== Data supplied ==

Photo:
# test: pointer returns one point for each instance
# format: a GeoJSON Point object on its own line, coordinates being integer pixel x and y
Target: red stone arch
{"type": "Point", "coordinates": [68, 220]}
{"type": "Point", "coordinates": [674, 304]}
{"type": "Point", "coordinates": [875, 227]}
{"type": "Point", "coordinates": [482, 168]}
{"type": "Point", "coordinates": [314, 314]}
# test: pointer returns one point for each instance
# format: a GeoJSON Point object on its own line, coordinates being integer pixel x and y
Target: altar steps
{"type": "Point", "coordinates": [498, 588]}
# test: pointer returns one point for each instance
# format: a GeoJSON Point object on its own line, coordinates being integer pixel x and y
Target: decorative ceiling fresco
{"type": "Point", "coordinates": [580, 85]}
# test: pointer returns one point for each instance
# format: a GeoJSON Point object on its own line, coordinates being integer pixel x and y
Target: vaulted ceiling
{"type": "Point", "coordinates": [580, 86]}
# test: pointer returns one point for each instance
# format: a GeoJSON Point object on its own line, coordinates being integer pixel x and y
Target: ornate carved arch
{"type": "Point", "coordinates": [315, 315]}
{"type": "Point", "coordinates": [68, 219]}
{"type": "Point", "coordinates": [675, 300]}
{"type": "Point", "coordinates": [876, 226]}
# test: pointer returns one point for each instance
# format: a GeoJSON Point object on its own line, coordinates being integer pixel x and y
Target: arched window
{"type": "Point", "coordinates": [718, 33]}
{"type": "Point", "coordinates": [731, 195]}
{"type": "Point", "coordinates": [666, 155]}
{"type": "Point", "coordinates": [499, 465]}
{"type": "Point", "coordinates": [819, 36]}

===
== Data supplied ==

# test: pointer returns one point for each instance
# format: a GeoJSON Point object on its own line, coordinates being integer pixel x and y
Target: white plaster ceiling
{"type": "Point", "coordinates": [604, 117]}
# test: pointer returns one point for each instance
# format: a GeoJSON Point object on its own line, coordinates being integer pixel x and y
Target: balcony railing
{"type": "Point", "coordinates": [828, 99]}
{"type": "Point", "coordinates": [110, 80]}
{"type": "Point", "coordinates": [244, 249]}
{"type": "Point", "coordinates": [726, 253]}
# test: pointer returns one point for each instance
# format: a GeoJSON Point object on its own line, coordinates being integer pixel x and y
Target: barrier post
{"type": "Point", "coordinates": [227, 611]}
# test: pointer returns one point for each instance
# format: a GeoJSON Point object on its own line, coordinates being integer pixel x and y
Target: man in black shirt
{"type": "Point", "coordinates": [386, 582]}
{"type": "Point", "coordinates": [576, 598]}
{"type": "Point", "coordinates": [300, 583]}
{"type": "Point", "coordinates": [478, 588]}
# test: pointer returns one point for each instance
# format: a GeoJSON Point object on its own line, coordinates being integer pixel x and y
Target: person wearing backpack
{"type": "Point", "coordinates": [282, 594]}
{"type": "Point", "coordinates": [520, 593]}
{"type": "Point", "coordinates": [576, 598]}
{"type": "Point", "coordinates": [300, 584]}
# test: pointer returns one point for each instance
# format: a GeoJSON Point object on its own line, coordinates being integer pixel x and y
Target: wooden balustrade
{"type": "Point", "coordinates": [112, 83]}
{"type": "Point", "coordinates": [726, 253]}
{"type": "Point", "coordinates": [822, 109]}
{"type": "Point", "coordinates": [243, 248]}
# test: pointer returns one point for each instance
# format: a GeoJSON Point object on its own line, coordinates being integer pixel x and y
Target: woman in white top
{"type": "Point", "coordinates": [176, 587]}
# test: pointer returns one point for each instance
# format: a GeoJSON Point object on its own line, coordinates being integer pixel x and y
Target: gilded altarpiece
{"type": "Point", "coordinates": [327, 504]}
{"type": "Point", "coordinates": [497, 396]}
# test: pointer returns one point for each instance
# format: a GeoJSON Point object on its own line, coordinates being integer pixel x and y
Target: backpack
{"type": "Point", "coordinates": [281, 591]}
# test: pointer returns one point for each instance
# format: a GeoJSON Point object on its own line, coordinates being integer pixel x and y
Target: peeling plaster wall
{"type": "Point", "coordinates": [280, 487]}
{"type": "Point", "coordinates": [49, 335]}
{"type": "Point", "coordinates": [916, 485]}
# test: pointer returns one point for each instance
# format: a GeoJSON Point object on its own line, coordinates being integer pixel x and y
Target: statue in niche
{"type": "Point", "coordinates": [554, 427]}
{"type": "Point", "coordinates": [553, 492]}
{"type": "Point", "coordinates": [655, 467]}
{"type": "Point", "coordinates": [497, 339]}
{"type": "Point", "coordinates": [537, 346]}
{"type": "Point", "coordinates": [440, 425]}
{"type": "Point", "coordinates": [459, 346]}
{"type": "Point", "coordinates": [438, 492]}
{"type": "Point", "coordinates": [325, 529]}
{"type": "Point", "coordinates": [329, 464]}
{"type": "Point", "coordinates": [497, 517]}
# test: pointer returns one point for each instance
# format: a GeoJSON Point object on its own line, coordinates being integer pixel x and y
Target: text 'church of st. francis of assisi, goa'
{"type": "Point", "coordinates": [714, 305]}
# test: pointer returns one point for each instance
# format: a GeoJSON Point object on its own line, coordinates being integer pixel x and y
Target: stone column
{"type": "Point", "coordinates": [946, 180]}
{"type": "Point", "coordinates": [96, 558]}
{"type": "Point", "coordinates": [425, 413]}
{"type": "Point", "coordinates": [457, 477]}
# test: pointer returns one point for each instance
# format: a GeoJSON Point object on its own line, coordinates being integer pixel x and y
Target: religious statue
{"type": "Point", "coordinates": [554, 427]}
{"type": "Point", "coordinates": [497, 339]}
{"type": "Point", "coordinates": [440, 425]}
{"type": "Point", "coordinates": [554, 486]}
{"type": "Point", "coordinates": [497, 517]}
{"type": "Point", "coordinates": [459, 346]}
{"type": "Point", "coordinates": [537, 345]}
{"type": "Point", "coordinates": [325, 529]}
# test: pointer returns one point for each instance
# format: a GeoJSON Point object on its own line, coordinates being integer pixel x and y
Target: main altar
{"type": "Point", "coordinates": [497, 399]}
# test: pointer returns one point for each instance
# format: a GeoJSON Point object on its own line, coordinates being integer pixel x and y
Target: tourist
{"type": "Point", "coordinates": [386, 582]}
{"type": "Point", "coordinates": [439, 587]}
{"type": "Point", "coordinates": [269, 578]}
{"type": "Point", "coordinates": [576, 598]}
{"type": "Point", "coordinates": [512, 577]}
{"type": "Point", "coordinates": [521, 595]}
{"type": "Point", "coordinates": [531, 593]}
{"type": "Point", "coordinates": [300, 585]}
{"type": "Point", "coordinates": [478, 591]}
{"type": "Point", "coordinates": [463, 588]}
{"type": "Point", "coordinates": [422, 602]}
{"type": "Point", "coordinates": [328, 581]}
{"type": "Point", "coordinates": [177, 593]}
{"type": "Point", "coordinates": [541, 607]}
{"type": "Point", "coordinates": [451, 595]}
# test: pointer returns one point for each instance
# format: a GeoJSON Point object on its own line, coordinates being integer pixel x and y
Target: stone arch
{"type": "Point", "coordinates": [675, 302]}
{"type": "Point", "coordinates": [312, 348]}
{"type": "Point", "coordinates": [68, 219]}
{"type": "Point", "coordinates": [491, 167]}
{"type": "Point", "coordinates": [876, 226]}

===

» Exercise requirements
Can you collect every line in the rows above that contains the string "white" and copy each one out? Case counts.

» Answer
Target: white plaster ceiling
Target: woman in white top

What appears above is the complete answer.